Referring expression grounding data
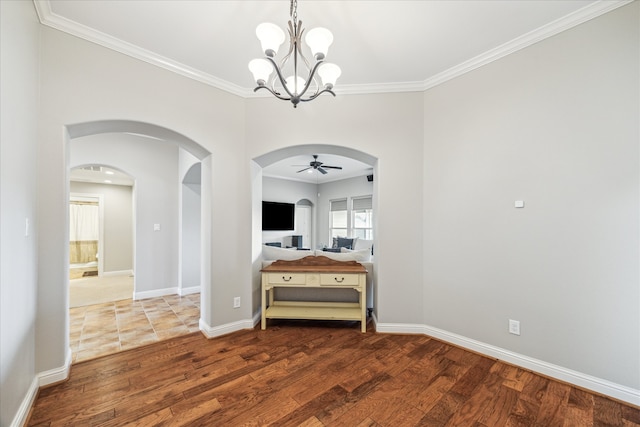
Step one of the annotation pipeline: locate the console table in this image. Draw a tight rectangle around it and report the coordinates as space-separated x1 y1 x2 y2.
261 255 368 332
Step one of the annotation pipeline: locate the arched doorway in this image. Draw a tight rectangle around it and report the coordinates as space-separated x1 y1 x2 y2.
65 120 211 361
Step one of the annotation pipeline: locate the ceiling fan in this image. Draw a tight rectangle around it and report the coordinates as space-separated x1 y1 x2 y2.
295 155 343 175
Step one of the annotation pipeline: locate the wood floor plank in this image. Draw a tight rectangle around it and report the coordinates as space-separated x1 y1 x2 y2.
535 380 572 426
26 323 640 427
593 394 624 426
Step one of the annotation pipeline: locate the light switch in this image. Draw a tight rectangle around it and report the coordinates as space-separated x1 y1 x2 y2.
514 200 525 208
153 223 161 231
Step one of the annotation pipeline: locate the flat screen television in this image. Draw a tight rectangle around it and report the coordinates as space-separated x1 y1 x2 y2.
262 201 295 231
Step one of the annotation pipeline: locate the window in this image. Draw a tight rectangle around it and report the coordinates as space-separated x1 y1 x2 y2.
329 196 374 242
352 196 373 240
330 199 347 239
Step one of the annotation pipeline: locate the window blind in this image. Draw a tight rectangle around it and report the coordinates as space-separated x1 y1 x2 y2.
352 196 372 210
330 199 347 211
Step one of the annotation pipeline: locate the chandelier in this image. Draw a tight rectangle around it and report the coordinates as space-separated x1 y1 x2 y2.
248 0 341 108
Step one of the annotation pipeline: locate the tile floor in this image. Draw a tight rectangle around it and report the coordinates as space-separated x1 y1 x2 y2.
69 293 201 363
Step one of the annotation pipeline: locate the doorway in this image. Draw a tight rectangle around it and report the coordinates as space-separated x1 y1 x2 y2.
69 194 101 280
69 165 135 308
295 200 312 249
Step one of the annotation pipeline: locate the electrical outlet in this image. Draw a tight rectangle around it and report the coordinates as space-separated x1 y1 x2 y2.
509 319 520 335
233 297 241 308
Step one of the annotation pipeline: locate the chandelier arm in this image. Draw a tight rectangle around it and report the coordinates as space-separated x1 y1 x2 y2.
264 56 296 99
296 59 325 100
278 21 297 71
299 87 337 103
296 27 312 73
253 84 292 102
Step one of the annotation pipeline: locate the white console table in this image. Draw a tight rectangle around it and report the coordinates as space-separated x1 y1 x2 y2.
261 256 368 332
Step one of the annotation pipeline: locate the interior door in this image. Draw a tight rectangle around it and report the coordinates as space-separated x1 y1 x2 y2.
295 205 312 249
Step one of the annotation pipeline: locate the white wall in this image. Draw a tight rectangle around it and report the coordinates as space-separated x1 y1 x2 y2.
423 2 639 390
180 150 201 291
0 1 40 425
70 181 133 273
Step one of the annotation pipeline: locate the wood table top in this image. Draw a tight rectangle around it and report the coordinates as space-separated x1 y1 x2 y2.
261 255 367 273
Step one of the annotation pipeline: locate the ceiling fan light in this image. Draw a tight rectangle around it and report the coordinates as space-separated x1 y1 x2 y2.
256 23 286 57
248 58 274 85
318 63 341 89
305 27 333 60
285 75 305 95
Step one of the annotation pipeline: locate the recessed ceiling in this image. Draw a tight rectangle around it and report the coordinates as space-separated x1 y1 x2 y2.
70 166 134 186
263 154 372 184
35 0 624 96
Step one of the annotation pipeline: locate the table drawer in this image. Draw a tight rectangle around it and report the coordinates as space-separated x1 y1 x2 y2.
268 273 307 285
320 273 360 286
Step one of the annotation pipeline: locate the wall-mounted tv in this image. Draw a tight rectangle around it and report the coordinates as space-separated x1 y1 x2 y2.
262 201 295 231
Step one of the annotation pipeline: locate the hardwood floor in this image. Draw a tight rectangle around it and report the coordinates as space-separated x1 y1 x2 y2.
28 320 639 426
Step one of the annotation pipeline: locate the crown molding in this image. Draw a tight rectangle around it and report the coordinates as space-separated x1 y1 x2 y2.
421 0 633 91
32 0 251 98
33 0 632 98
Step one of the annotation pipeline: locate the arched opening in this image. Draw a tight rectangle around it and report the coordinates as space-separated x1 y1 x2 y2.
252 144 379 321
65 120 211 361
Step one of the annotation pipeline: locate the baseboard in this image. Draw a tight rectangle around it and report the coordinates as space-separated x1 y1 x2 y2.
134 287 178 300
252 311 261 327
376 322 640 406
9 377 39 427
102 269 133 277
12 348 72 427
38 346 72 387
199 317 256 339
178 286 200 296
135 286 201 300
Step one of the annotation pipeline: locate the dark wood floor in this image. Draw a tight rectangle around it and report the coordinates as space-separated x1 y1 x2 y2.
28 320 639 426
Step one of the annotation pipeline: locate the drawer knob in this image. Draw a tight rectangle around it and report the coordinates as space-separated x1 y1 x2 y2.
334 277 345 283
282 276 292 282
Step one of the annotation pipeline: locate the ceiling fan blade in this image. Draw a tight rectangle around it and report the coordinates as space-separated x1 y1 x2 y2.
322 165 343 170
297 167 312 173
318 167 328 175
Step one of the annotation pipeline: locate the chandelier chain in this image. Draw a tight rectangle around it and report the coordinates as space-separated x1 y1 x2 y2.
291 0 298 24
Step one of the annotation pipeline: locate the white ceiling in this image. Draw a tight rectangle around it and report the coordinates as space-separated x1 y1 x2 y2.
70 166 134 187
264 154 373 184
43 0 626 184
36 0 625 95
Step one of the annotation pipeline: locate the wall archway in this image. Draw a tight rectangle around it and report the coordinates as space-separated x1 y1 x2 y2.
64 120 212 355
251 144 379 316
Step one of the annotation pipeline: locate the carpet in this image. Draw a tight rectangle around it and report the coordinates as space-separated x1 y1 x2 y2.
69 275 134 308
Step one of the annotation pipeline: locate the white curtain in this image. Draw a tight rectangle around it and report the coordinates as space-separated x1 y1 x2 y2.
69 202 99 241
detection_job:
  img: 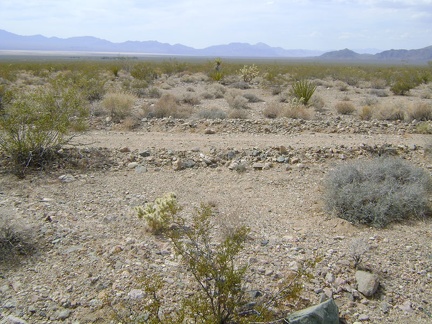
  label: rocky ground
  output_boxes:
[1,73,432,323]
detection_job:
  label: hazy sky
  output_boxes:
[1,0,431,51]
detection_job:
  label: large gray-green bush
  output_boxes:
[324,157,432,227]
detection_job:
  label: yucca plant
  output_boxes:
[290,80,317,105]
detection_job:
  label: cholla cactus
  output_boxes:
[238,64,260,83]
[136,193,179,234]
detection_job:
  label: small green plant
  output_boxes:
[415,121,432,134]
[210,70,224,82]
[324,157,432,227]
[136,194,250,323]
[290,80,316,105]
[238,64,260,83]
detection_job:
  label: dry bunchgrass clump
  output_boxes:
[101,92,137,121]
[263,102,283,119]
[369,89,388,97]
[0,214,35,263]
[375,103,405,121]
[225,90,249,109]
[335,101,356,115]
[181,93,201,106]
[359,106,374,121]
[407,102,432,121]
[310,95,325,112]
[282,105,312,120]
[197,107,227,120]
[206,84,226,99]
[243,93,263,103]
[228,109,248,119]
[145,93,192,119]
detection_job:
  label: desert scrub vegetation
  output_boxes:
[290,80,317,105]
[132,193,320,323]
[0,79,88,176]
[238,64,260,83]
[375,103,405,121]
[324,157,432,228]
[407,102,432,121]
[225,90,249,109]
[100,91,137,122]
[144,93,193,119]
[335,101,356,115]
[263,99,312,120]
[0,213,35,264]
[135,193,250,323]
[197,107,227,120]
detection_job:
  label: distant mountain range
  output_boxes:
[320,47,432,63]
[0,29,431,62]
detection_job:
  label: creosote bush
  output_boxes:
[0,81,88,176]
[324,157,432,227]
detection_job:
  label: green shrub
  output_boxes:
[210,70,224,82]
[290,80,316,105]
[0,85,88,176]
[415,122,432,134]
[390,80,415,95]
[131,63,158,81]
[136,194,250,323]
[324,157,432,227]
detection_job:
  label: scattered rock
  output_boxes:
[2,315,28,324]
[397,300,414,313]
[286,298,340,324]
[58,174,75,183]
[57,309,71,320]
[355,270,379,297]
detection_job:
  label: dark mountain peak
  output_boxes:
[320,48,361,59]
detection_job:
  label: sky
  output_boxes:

** Task description **
Looking at the data above, say how many lines contain the word "mountain", with no added words.

** Your response **
2